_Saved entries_
-- Opening Marker --

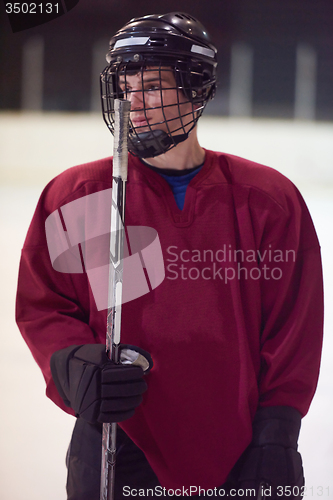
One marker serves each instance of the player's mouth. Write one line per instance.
(140, 121)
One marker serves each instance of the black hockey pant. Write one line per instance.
(132, 469)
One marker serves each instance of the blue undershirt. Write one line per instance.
(178, 180)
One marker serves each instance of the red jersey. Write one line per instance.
(234, 321)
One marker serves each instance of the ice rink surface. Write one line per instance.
(33, 149)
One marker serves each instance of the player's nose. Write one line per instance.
(136, 98)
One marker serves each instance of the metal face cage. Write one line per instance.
(167, 99)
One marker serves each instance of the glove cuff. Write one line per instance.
(276, 425)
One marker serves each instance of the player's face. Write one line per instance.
(156, 103)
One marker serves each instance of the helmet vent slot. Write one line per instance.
(157, 42)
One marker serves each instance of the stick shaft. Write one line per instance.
(117, 235)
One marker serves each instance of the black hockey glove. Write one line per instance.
(97, 389)
(271, 465)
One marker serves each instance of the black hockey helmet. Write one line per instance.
(174, 42)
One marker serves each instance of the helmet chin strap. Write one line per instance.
(153, 143)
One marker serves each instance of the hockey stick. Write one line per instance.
(119, 177)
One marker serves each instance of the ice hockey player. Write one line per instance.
(233, 327)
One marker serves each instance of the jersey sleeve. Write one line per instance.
(292, 307)
(52, 308)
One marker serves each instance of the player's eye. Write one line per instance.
(152, 87)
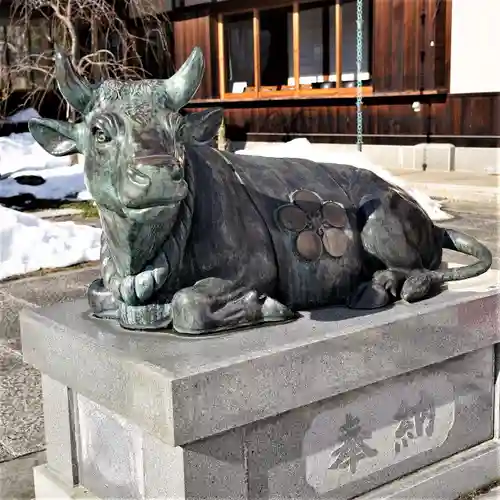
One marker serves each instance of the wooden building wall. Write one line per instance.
(406, 67)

-- Closing Marker --

_What to do_
Set down every entry exactly; omit the pictures.

_Answer to this task_
One marker serves each instance of the player's mouth. Write one line per instance.
(140, 121)
One marker serves each instance of the black hockey pant. Write one line per instance.
(132, 469)
One marker serves each instance of the blue undershirt. Write one line per instance.
(178, 180)
One marker serves each instance of the red jersey. Write one line per instance.
(234, 321)
One marker serves each instance of the ice rink surface. Write one line per instance.
(33, 149)
One marker serves each instance of the player's nose. Write one line per instance.
(136, 98)
One marker serves each instance of the metal face cage. Write one line per instance.
(167, 99)
One marker serves each instance of the glove cuff. Write one line per instance.
(276, 425)
One marker serves each instance of the player's face. Write one line per instance.
(156, 103)
One marker serves each instance of the helmet vent slot. Write one line per instance.
(157, 42)
One marker serves each instance of the stick shaft. Write one line per instance.
(117, 235)
One marker serves each instance of the black hockey glove. Write one line per instance.
(97, 389)
(271, 465)
One marker serves each instance of the black hockey helmet. Write one line per instance.
(174, 42)
One marker serves each instance of the helmet chin strap. Write one line per instance.
(153, 143)
One marker serves each instance of the hockey stick. Write one line per instance.
(119, 177)
One marker serves each instance of the ice hockey player. Write one line per instance.
(233, 327)
One marker serves each instance of the jersey sleeve. Write one line per instance.
(292, 307)
(52, 308)
One marker serves each instance of the player's eye. Write one line per instance.
(152, 87)
One marker serves each instance of the wooden building wall. Write one line per instance.
(406, 67)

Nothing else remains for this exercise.